→ **Work item**: Find every line of the records that has "cushion" and return it.

→ **The records**:

=-=-=-=-=

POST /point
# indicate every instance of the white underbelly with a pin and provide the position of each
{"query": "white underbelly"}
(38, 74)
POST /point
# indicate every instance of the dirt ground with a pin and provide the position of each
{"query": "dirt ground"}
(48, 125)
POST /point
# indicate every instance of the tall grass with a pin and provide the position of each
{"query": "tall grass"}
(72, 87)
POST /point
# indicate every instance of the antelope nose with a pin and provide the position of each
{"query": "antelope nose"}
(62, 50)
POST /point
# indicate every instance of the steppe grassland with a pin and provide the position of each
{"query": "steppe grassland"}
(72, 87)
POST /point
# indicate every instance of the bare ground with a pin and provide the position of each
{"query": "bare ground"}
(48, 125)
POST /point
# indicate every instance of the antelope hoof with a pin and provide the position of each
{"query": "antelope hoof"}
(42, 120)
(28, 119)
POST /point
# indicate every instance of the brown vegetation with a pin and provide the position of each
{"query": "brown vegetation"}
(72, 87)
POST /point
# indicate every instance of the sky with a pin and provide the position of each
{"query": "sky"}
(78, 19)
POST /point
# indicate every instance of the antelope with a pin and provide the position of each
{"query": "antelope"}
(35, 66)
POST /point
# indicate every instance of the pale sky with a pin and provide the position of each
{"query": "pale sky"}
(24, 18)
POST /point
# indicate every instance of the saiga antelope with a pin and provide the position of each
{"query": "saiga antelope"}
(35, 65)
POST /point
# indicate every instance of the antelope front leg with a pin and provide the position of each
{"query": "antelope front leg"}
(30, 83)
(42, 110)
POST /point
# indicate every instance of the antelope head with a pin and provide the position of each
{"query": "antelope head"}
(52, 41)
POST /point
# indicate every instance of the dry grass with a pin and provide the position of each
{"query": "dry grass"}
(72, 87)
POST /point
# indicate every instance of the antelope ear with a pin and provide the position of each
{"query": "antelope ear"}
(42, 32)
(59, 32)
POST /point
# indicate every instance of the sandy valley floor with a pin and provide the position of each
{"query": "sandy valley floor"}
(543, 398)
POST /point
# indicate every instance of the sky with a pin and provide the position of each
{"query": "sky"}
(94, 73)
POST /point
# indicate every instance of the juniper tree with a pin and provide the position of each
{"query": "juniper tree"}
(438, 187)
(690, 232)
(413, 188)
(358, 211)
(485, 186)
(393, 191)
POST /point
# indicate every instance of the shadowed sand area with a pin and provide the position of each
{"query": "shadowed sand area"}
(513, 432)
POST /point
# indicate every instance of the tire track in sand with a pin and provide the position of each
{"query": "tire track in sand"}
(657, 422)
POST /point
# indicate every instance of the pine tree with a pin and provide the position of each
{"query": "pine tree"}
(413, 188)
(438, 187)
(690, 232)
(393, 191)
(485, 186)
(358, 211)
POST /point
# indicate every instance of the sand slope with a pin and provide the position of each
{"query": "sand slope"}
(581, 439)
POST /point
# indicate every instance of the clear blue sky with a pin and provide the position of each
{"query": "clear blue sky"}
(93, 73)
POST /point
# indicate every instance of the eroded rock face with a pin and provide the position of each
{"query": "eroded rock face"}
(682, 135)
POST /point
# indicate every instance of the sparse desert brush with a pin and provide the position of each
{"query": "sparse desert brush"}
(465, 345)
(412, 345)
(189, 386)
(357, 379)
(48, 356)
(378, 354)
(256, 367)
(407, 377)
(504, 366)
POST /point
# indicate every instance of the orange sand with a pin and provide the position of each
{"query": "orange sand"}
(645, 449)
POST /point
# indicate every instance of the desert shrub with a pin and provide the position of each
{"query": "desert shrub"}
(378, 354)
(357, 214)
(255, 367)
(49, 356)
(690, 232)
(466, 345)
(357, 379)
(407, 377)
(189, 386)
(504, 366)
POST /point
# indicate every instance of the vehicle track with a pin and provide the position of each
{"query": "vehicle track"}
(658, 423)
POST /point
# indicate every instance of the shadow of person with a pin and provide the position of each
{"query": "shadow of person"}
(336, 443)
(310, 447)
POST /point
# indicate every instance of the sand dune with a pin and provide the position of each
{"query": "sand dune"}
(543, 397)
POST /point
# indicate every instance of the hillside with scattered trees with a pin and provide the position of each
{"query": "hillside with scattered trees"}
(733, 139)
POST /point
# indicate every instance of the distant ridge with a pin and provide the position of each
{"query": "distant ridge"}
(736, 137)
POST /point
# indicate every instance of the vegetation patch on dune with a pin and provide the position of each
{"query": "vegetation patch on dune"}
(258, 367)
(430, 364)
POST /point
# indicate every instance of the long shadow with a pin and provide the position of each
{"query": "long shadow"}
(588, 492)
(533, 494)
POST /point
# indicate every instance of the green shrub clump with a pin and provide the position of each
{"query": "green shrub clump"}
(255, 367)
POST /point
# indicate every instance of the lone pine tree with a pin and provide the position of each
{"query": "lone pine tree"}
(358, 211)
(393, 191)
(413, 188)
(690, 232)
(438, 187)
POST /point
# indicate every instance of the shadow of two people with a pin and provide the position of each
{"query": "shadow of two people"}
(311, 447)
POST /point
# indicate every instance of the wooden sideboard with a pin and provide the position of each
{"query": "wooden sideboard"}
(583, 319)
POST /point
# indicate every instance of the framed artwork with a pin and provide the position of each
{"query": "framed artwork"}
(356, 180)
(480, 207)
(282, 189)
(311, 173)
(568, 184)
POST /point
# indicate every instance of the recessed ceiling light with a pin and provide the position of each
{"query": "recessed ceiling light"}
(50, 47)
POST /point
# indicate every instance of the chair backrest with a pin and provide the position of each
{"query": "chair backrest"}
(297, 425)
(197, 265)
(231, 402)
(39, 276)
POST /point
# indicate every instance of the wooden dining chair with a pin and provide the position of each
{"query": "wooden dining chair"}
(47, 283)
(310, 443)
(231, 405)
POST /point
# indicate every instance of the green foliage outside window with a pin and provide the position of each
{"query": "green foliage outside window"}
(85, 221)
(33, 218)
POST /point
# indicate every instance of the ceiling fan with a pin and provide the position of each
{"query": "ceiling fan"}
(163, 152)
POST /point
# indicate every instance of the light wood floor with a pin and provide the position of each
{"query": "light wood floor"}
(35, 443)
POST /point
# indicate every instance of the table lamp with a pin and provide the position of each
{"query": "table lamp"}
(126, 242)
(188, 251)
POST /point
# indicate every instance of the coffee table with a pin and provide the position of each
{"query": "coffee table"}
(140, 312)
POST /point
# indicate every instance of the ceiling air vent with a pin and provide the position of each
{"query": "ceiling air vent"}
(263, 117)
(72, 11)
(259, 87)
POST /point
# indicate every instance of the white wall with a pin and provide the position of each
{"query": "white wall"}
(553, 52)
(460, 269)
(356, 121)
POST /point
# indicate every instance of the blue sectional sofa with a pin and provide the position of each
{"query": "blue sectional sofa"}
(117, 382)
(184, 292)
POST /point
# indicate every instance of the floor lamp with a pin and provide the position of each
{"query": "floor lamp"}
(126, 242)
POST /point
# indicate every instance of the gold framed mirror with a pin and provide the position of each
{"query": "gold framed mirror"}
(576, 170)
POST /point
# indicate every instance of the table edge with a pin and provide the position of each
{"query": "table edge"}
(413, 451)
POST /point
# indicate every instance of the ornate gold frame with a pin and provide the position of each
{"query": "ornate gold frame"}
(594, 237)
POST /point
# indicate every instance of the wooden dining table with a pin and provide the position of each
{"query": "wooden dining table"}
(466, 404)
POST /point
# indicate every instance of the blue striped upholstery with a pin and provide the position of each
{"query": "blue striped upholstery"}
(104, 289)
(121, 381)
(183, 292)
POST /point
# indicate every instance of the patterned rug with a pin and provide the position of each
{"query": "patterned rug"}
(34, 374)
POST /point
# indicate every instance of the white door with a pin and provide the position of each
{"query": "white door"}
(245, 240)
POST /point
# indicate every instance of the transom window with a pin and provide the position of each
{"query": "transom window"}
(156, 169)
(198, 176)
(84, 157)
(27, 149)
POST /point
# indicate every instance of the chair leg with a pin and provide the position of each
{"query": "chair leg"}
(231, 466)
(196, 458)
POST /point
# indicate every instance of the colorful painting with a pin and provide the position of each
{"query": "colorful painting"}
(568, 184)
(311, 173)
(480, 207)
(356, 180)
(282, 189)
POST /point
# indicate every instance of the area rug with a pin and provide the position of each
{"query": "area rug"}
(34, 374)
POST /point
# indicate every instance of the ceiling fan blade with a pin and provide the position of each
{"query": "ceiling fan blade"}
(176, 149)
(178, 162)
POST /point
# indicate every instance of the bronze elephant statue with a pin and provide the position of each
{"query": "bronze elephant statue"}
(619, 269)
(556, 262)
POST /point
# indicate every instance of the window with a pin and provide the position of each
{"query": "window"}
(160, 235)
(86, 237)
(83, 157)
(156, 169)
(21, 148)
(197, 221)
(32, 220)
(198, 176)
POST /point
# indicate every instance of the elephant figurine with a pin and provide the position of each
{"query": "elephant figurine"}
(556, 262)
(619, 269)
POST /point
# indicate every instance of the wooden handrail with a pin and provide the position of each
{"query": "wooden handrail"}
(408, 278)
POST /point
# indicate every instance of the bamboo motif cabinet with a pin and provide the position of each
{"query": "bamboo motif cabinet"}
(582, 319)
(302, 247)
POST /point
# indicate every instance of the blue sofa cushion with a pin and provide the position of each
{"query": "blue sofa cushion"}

=-=-=-=-=

→ **Answer**:
# indicate every instance of the blue sofa cushion with a pin and provide the position of each
{"query": "blue sofa cushion"}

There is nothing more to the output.